Problem description = Rewrite all of the data below, substituting "outline" for each occurrence of "bbox" and leaving everything else unchanged. Omit the pictures from your answer.

Rows of box annotation data:
-- BEGIN --
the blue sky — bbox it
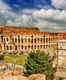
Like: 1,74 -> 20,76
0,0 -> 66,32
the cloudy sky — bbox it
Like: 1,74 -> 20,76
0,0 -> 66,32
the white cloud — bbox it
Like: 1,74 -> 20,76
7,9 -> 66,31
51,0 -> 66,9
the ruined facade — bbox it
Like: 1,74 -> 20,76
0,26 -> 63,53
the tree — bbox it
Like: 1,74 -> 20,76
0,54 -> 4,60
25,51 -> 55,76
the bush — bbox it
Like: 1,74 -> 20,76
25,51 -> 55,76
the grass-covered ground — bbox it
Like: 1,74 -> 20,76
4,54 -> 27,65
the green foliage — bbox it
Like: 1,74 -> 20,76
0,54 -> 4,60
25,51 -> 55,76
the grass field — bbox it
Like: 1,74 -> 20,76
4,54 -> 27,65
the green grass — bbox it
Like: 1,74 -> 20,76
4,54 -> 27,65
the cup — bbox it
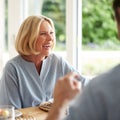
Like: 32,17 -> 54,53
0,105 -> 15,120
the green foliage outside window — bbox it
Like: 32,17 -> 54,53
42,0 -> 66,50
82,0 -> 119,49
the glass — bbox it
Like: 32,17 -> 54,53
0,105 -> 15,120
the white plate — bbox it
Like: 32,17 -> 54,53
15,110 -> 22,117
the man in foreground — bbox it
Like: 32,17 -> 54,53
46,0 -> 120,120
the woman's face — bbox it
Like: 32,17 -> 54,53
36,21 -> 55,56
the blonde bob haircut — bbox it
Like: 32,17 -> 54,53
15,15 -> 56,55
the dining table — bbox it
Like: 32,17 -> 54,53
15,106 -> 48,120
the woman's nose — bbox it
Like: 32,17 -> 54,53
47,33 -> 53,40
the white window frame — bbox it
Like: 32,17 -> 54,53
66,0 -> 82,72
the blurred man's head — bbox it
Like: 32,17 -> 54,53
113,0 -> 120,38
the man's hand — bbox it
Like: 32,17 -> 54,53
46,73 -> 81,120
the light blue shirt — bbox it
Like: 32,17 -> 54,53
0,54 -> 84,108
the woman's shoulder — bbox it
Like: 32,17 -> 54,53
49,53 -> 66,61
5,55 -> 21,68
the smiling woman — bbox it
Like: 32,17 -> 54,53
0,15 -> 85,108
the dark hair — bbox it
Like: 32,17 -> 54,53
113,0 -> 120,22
-- END --
Task output =
the blue sky — outline it
Like: 1,74 -> 20,76
0,0 -> 66,32
the cloudy sky — outline it
Like: 1,74 -> 20,76
0,0 -> 66,32
the white cloud — outline it
Like: 1,74 -> 20,76
7,9 -> 66,31
51,0 -> 66,9
the ruined facade — outline it
Like: 1,74 -> 20,76
0,26 -> 63,53
the tree — outline it
Like: 1,74 -> 20,76
0,54 -> 4,60
25,51 -> 55,76
the bush — outline it
Like: 1,74 -> 20,76
25,51 -> 55,76
the grass-covered ground — outline it
Like: 1,74 -> 20,76
4,54 -> 27,65
the green foliage — outline it
Like: 1,74 -> 20,76
0,54 -> 4,60
25,51 -> 55,76
the grass field — outline it
Like: 1,74 -> 20,76
4,54 -> 27,65
the green grass — outline it
Like: 1,74 -> 20,76
4,54 -> 27,65
the cup — outline it
Like: 32,17 -> 54,53
0,105 -> 15,120
the green foliage outside window — outline it
Like: 32,17 -> 54,53
42,0 -> 66,50
82,0 -> 119,49
the glass — outline it
Like: 32,17 -> 54,53
0,105 -> 15,120
the white plate — outline it
Like: 32,17 -> 54,53
15,110 -> 22,117
the man in foreground — outline it
Like: 32,17 -> 54,53
46,0 -> 120,120
the woman's face — outline it
Like: 32,17 -> 54,53
36,21 -> 55,56
the blonde bob haircut — outline it
Like: 32,17 -> 54,53
15,15 -> 56,55
the dining table — outline it
Like: 32,17 -> 54,53
15,106 -> 48,120
the woman's nose — outline it
Like: 32,17 -> 54,53
47,33 -> 53,40
the white window frame — outline it
Like: 32,17 -> 54,53
66,0 -> 82,72
the blurred man's head — outline it
Like: 32,17 -> 54,53
113,0 -> 120,38
the man's hand — outline it
Like: 32,17 -> 54,53
46,73 -> 81,120
the light blue shirt — outline it
Like: 32,17 -> 54,53
0,54 -> 84,108
the woman's shoulder — outline it
Like: 32,17 -> 54,53
49,53 -> 66,61
5,55 -> 21,68
the smiling woman — outline it
Like: 32,17 -> 54,53
0,15 -> 85,108
the dark hair — outline it
Like: 32,17 -> 54,53
113,0 -> 120,22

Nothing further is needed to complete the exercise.